## Material provided

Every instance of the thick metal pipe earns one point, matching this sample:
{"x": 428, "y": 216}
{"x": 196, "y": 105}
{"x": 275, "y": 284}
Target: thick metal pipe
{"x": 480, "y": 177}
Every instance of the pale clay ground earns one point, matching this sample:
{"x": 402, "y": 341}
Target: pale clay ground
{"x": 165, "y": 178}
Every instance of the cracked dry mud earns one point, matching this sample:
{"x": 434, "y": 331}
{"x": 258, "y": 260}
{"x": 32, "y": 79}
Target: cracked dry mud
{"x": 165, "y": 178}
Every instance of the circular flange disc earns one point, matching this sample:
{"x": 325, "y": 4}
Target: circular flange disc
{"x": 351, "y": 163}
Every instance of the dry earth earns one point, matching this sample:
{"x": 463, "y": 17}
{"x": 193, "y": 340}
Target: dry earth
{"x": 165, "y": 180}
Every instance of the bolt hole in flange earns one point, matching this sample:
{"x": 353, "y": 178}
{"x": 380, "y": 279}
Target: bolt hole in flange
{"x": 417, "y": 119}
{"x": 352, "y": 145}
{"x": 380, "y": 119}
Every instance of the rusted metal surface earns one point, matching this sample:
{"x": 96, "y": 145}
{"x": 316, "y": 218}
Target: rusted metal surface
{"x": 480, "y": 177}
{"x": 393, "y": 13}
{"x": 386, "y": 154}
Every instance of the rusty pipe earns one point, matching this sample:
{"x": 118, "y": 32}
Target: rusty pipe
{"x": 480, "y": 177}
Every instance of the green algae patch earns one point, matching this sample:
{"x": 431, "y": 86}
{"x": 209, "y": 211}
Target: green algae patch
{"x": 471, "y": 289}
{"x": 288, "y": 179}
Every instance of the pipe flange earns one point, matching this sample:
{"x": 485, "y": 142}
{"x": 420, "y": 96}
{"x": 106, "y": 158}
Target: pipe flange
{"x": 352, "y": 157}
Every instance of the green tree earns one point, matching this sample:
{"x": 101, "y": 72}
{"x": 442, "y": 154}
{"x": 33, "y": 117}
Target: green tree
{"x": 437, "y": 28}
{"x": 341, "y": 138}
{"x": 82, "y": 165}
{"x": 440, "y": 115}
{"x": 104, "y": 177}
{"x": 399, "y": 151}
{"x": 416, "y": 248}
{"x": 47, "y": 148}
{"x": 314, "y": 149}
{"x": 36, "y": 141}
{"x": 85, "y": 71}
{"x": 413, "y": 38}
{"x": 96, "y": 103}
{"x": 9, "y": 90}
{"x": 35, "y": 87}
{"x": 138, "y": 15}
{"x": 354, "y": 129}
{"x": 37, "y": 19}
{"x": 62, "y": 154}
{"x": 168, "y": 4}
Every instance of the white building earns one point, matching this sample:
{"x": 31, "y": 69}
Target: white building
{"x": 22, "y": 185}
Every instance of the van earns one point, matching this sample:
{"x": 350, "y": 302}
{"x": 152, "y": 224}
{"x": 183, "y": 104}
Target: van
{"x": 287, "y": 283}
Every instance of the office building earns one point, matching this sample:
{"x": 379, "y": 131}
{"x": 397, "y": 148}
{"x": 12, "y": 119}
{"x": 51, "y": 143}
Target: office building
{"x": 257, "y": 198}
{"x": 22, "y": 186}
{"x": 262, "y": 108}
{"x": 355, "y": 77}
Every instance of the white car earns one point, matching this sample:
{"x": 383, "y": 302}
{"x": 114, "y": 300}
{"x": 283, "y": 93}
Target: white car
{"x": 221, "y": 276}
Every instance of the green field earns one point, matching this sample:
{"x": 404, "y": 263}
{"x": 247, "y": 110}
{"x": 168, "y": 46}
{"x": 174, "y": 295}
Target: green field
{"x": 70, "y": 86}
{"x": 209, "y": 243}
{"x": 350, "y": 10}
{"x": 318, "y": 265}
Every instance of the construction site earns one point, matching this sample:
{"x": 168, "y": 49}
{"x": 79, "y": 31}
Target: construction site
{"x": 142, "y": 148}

## Your objective
Print the whole listing again, exactly.

## Exercise result
Every instance of the thick metal pipe earns one point, matching this sample:
{"x": 428, "y": 216}
{"x": 196, "y": 105}
{"x": 275, "y": 284}
Target: thick metal pipe
{"x": 480, "y": 177}
Every instance of the pale clay ground earns one point, matching this sample:
{"x": 402, "y": 341}
Target: pale clay ground
{"x": 165, "y": 178}
Every instance of the cracked dry mud earns one point, matching this sample:
{"x": 434, "y": 331}
{"x": 258, "y": 260}
{"x": 32, "y": 79}
Target: cracked dry mud
{"x": 165, "y": 178}
Every instance of the circular flange disc earns one point, matching this sample:
{"x": 325, "y": 4}
Target: circular flange disc
{"x": 351, "y": 163}
Every instance of the dry earth earns one point, matching this sample:
{"x": 463, "y": 17}
{"x": 193, "y": 340}
Target: dry earth
{"x": 165, "y": 180}
Every instance of the bolt hole in flange earns one point, matching this sample:
{"x": 353, "y": 178}
{"x": 380, "y": 279}
Target: bolt hole in flange
{"x": 417, "y": 119}
{"x": 352, "y": 145}
{"x": 380, "y": 119}
Every instance of the rusted metal surface earns one point, matching this sample:
{"x": 96, "y": 145}
{"x": 316, "y": 218}
Target: rusted metal surface
{"x": 480, "y": 177}
{"x": 393, "y": 13}
{"x": 386, "y": 154}
Every instance of the rusty pipe earns one point, matching this sample:
{"x": 118, "y": 32}
Target: rusty pipe
{"x": 480, "y": 177}
Every instance of the green algae patch earns one point, matching this sample:
{"x": 431, "y": 86}
{"x": 209, "y": 211}
Target: green algae patch
{"x": 471, "y": 289}
{"x": 288, "y": 179}
Every instance of the pipe flange earns one point, matching this sample:
{"x": 485, "y": 142}
{"x": 420, "y": 96}
{"x": 106, "y": 158}
Target: pipe flange
{"x": 352, "y": 157}
Every instance of the green tree earns one point, matching this sample:
{"x": 101, "y": 72}
{"x": 442, "y": 154}
{"x": 33, "y": 117}
Target: green tree
{"x": 437, "y": 28}
{"x": 341, "y": 138}
{"x": 82, "y": 165}
{"x": 440, "y": 115}
{"x": 104, "y": 177}
{"x": 399, "y": 151}
{"x": 416, "y": 248}
{"x": 47, "y": 148}
{"x": 314, "y": 149}
{"x": 36, "y": 141}
{"x": 85, "y": 71}
{"x": 413, "y": 38}
{"x": 96, "y": 103}
{"x": 9, "y": 90}
{"x": 35, "y": 87}
{"x": 138, "y": 15}
{"x": 354, "y": 129}
{"x": 37, "y": 19}
{"x": 62, "y": 154}
{"x": 168, "y": 4}
Every instance of the white building earns one point, matching this sample:
{"x": 31, "y": 69}
Target: white building
{"x": 22, "y": 185}
Every instance of the van earns one point, matching this sample:
{"x": 350, "y": 302}
{"x": 152, "y": 224}
{"x": 183, "y": 104}
Target: van
{"x": 287, "y": 283}
Every instance of the office building earns one point, matching this sample:
{"x": 379, "y": 131}
{"x": 397, "y": 148}
{"x": 12, "y": 119}
{"x": 51, "y": 143}
Target: office building
{"x": 257, "y": 198}
{"x": 22, "y": 186}
{"x": 262, "y": 108}
{"x": 355, "y": 77}
Every instance of the white car earns one point, matching this sample:
{"x": 383, "y": 302}
{"x": 114, "y": 300}
{"x": 283, "y": 93}
Target: white car
{"x": 221, "y": 276}
Every instance of the green field earns one point, matching this sample:
{"x": 404, "y": 263}
{"x": 247, "y": 110}
{"x": 168, "y": 46}
{"x": 174, "y": 295}
Target: green field
{"x": 70, "y": 86}
{"x": 209, "y": 243}
{"x": 350, "y": 10}
{"x": 318, "y": 265}
Every instance of the construction site earns one point, matching this sample:
{"x": 168, "y": 49}
{"x": 79, "y": 31}
Target: construction site
{"x": 142, "y": 148}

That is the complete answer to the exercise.